• **The exercise**: Copy out exactly the lines from the line containing "Place one keypoint on each instance of the concrete" to the end of the listing.

(Part of a data file)
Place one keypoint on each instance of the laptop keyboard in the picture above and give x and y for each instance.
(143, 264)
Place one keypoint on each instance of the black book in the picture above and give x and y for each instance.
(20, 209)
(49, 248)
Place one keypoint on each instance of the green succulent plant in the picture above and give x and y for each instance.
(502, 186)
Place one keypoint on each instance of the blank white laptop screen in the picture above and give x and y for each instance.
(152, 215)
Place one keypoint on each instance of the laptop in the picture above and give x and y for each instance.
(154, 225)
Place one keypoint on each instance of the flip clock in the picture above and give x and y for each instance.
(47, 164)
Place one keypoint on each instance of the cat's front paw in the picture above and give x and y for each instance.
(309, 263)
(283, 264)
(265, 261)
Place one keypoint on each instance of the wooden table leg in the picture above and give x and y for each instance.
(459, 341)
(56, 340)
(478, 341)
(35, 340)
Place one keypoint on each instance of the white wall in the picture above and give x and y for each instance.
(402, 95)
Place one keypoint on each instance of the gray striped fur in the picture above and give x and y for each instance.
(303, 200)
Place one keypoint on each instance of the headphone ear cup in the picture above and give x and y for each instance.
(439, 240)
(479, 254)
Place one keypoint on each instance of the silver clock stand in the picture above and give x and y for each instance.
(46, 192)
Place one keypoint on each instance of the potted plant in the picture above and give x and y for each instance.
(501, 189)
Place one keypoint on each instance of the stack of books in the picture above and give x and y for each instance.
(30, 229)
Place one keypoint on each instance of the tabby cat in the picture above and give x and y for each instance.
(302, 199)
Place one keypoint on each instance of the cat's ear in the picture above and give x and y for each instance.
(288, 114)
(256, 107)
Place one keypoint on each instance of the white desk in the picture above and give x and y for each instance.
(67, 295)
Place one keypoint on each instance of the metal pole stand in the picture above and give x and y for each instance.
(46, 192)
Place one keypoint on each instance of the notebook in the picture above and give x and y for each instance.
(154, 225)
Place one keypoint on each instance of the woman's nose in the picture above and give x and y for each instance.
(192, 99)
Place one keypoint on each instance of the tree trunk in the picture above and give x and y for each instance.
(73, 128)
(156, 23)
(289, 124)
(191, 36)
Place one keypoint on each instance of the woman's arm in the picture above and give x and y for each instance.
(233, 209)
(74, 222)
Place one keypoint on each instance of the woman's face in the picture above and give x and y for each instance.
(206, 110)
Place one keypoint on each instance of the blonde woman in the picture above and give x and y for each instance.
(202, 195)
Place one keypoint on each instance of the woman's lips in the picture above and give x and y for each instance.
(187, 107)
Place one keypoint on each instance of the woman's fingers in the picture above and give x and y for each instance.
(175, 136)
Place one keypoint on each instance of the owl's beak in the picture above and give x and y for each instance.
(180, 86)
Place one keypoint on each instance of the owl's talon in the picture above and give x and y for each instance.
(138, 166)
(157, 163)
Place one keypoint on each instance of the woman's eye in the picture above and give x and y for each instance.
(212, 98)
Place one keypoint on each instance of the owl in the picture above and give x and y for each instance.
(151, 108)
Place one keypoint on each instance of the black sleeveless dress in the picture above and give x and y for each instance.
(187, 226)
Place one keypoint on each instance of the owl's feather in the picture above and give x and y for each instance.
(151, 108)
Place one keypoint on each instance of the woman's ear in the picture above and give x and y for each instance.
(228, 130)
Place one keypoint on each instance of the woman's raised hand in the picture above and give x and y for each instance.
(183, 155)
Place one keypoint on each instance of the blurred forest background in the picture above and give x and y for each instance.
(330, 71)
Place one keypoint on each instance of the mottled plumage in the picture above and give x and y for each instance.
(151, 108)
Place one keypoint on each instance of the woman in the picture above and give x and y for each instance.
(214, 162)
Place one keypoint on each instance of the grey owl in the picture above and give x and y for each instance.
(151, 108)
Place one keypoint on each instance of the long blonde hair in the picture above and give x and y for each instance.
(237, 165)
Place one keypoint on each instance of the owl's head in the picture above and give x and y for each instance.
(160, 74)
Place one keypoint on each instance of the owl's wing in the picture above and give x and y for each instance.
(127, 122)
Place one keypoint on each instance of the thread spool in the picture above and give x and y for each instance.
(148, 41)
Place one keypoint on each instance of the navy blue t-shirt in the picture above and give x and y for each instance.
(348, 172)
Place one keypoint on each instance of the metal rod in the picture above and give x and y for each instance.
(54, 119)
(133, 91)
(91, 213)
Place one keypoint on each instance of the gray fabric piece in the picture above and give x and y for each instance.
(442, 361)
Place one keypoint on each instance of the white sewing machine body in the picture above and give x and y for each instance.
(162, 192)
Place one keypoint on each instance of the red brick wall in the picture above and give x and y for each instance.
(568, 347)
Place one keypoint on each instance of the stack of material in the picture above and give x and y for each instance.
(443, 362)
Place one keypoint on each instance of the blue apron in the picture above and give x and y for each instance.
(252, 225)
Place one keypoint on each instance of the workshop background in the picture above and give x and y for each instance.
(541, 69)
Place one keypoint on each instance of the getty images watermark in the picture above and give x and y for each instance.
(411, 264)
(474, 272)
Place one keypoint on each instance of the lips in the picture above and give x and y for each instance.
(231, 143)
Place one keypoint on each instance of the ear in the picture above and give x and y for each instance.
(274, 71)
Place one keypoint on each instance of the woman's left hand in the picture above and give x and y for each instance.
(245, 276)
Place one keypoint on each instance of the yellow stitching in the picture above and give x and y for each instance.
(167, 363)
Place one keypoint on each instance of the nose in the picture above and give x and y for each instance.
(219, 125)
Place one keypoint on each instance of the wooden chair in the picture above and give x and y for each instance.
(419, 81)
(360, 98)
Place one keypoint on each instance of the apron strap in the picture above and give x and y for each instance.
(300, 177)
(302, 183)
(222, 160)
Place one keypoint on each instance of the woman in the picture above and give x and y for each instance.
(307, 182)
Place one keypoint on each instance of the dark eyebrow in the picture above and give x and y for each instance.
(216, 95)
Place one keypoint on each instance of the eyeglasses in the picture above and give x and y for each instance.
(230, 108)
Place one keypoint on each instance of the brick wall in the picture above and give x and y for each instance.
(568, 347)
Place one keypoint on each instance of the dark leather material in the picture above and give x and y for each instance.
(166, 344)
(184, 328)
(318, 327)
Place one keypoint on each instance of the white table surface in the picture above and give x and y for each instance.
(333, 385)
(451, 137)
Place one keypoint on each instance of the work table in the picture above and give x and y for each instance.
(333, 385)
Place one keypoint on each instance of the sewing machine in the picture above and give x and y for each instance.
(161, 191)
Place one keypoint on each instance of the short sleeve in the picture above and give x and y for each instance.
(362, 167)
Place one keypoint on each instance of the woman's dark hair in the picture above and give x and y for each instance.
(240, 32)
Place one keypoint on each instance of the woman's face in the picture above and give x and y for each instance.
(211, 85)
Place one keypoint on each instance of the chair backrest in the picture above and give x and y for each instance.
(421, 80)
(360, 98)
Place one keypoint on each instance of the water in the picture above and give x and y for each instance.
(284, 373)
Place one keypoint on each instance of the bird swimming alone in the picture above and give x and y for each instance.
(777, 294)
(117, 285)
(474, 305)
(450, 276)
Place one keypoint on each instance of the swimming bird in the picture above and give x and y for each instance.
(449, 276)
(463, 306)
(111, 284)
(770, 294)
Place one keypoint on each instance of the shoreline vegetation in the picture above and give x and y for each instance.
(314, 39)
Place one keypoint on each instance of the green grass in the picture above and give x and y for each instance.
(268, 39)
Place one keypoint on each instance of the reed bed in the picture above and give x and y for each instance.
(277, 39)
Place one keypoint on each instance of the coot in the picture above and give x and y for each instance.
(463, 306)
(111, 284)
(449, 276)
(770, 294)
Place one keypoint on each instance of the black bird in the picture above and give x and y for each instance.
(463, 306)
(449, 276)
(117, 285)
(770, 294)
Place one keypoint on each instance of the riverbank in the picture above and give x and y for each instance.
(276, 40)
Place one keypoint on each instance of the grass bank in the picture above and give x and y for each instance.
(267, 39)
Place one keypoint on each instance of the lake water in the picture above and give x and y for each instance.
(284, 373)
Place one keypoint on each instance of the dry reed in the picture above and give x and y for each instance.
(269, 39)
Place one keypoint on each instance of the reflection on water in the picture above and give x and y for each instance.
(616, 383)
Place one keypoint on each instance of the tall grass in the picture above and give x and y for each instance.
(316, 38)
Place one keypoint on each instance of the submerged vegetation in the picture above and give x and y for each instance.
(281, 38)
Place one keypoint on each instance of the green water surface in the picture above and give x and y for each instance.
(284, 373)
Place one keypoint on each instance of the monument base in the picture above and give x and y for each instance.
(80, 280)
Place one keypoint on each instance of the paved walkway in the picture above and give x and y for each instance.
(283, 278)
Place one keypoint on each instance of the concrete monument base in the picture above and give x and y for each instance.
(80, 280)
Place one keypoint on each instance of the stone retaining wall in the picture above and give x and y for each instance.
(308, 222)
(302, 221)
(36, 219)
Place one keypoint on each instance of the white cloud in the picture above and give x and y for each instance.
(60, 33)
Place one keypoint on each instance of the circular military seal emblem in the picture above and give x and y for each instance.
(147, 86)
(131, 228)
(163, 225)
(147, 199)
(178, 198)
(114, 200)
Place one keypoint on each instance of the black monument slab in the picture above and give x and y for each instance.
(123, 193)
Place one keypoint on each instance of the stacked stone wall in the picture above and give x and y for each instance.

• **Final result**:
Place one keypoint on each instance of the concrete monument base in the picture above and give x and y for each instance.
(80, 280)
Place one keypoint on each instance of the stone retaining wall in the picture above and give x and y for each instance.
(308, 222)
(302, 221)
(36, 219)
Place one keypoint on each instance of the white cloud in the picture above and give x and y for each instance.
(60, 33)
Place one keypoint on each instance of the circular military seal emblem in the picture above and give x and y for each instance.
(147, 86)
(131, 228)
(163, 225)
(147, 199)
(178, 198)
(114, 200)
Place one keypoint on each instance of the black monument slab in the picture above and give x and y for each instance.
(123, 193)
Place one keypoint on each instance of the stacked stone wall in the picture above and give x and y for each instance.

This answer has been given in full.